Objective: Reproduce the lines below without changing anything, starting at the line that contains "of the silver-green" and ending with the final line.

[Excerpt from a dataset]
▬▬▬

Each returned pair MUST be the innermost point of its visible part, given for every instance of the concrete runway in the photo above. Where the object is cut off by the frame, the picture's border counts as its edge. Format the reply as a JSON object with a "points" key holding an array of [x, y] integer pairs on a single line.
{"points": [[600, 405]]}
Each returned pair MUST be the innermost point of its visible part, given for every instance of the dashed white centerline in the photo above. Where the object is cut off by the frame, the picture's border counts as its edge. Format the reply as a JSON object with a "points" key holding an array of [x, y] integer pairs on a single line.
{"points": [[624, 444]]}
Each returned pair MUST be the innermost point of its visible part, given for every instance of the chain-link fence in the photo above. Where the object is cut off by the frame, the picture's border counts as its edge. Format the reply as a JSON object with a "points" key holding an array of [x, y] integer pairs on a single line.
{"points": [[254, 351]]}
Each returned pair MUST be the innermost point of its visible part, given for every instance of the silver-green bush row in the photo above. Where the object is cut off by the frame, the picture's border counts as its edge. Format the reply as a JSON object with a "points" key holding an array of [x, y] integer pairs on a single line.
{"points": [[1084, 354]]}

▬▬▬

Result for this exercise:
Each returned pair MUST be the innermost point of its visible part, given for every instance of the silver-green bush row in the photo above. Where the object is cut off by the frame, the picture's border counts as its edge. Format the reply as a JSON object with a "points" key holding an array of [x, y] integer pairs on a single line.
{"points": [[1084, 354]]}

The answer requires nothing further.